● **What the exercise asks**
Can you give each row below again, substituting "occurrence" for every "instance" and changing nothing else? Leave the pictures out of your answer.

[Stored data entries]
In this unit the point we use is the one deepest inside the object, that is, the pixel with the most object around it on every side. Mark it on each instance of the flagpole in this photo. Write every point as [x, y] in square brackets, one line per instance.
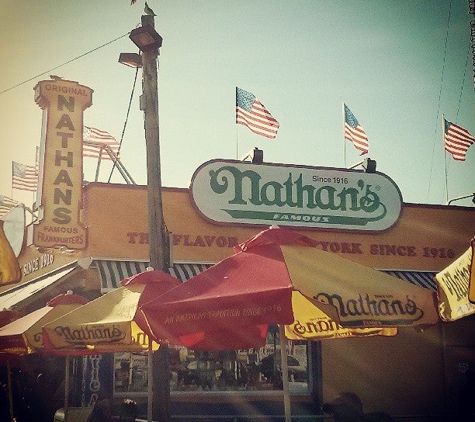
[237, 142]
[344, 140]
[445, 160]
[237, 129]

● **Task answer**
In this unit the point we use is the one deepest inside the object, that is, the pixel with the most object around it on every side. Mark it on each occurrence of the flagpole in this photo. Write every point as [x, y] in square brackets, one line per occurrence.
[237, 142]
[344, 140]
[445, 160]
[237, 129]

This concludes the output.